Thank you so much, I really appreciate your kindness and it means a lot. I know. There is no excuse for it. He's a toxic leech of a person and does nothing but feed off of others misery. I'm 21, I have been working 12 hour shifts throughout the week and giving my mom basically half of each paycheck to help her pay bills because my stepfather has done nothing and has been unemployed for a long time.

As for everything else. My mother is on my side through all of this, I also have witnesses as well who can vouch for everything. I'm a very non violent person, someone really has to try me to get any sort of aggressive reaction from me. I literally have no history of this kind of thing, it's not in my nature.

My mother is very thankful for me standing up for her and the kids and she's vouched to help me in any way she can through this. I really need to go to counseling, because I feel so overwhelmed by my emotions and feelings right now. It hurts me so much that he's been able to manipulate my brothers into discrediting me and believing that I would do something so out of the ordinary unprovoked.

Thank you for your advice, and I'm going to see the State Attorney tomorrow morning with my written statement with my mother. She's already contacted the SA regarding the matter. We're certain that the charges will be dropped. My mom placed the call against her husband and they showed up, arrested me, and then lied saying I had no sign of injury when I couldn't even walk to the police car. They pulled the car up for me because by the time I was in cuffs my leg hurt so bad that I couldn't even put pressure on my ankle. I stated I had injuries. They didn't acknowledge apparently.

[Data]
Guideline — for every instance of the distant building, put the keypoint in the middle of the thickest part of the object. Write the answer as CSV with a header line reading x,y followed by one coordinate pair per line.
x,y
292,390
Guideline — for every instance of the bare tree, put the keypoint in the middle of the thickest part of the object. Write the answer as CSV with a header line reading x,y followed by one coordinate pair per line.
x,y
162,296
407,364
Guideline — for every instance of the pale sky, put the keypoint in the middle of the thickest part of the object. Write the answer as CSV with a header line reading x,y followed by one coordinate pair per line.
==
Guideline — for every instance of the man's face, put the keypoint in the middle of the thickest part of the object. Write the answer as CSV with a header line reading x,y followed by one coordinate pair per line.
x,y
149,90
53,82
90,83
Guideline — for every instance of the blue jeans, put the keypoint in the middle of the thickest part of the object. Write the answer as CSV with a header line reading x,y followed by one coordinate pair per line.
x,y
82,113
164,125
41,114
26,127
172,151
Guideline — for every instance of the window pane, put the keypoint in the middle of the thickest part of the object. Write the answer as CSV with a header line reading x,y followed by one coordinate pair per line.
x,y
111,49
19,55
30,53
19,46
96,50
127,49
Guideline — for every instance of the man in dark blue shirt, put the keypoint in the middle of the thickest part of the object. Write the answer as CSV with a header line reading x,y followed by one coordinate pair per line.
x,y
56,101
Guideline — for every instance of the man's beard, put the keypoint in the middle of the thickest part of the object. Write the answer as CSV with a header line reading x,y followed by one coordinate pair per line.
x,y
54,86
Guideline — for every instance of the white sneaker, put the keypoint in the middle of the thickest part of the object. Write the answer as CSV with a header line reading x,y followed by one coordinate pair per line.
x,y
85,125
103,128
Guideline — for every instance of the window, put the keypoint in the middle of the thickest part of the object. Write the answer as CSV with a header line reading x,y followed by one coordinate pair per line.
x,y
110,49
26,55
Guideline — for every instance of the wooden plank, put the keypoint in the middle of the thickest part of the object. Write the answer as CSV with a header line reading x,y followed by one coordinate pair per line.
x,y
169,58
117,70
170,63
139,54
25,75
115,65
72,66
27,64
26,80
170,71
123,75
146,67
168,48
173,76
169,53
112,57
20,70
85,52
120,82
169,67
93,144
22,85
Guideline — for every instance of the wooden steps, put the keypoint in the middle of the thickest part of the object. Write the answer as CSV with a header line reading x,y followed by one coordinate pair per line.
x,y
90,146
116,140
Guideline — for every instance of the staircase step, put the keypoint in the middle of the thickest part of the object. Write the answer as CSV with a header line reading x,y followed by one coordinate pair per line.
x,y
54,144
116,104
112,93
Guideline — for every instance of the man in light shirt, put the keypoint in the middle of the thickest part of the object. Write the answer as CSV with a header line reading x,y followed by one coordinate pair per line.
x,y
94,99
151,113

[Work task 1] Rewrite the paragraph of the post about the arrest that begins "My mother is very thankful" as a shorter paragraph that keeps its main facts.
[Work task 2] Write the next part of the post about the arrest, picking up after its final sentence.
The entries come from a different source than the post.

[Answer box 1] My mother is grateful that I stood up for her and the kids, and she has promised to help me however she can. I need counseling because my emotions overwhelm me right now. It hurts that he has manipulated my brothers into discrediting me and believing I would act so out of character without provocation.

[Answer box 2]
I have it all documented, all of my injuries on record, everything is verifiable through witness testimony so I'm pretty confident in my case. Still, my entire life just flipped so quickly. I feel unstable and like I could just emotionally break down at any moment. It really hurts me the most the things that my biological father and brothers have said and done regarding all of this.

I'm trying to stay as positive as possible, and it's really taxing. I wont give up though. My mom really needs me right now. She has had her health completely deteriorate because of this man. She's told me she's felt the best she has in years the last couple days not having to wake up next to him.